Point localization data

+---+

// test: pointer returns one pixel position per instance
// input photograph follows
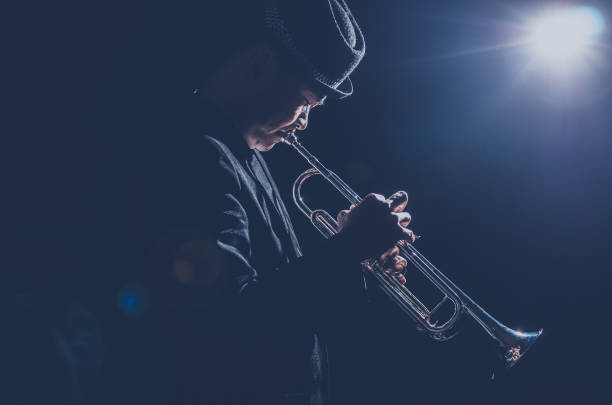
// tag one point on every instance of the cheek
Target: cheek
(285, 117)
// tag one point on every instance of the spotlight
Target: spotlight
(565, 38)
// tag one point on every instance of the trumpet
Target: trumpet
(512, 344)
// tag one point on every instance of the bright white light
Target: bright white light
(565, 37)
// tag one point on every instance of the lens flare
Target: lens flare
(564, 38)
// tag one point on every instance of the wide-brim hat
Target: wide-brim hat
(321, 37)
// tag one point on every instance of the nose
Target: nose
(302, 121)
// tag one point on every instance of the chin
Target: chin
(266, 144)
(265, 148)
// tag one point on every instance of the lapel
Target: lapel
(277, 202)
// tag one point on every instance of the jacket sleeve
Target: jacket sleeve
(209, 251)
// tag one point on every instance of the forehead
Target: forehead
(312, 96)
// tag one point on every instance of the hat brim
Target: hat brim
(343, 90)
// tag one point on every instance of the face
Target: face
(282, 105)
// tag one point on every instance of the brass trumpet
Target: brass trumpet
(513, 344)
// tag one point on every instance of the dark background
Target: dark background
(508, 170)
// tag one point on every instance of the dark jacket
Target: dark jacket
(242, 307)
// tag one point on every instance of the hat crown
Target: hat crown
(322, 36)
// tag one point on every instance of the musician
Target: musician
(245, 309)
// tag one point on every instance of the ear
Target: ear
(263, 62)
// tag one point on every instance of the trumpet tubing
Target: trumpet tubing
(513, 344)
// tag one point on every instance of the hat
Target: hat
(321, 36)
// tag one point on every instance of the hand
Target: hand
(376, 223)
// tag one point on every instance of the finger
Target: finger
(403, 218)
(399, 263)
(388, 254)
(406, 234)
(398, 201)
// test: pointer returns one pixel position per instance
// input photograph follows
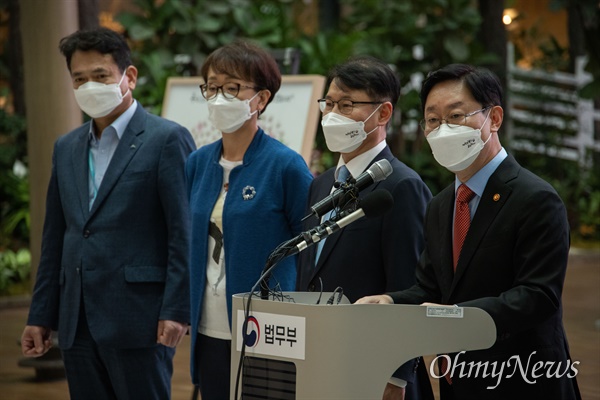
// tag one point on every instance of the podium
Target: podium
(298, 349)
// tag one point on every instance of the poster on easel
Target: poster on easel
(291, 117)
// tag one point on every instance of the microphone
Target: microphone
(373, 205)
(375, 173)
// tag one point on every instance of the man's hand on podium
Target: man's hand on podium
(379, 299)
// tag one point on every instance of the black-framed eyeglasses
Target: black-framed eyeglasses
(453, 120)
(345, 106)
(230, 90)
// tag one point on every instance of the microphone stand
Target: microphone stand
(288, 247)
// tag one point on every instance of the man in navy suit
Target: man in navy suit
(113, 274)
(373, 254)
(508, 256)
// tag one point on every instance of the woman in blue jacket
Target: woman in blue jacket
(248, 194)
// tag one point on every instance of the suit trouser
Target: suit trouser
(213, 357)
(105, 373)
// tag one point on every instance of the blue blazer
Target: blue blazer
(126, 259)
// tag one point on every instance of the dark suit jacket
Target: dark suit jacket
(513, 266)
(372, 255)
(126, 259)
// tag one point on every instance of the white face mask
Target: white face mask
(98, 99)
(456, 148)
(343, 134)
(228, 116)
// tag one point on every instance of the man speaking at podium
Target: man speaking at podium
(497, 239)
(376, 254)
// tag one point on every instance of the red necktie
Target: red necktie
(462, 219)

+---+

What you should do: Within the entries above, the lines from the one containing "Target: hat crown" through the one containing "of the podium" are to be transcribed exactly, ends included, pictures excluded.

Answer for the task:
Target: hat crown
(322, 36)
// tag one point on every instance of the musician
Target: musician
(245, 309)
// tag one point on every instance of the ear
Target: ear
(263, 62)
// tag one point on every instance of the trumpet tubing
Target: trumpet tubing
(513, 344)
// tag one point on every instance of the hat
Target: hat
(321, 36)
// tag one point on every instance of the hand
Target: hand
(376, 223)
// tag one point on every instance of the finger
Target: finger
(403, 218)
(399, 263)
(388, 254)
(406, 234)
(398, 201)
// test: pointer returns one pixel position per instance
// input photograph follows
// tag one point on every instance of the podium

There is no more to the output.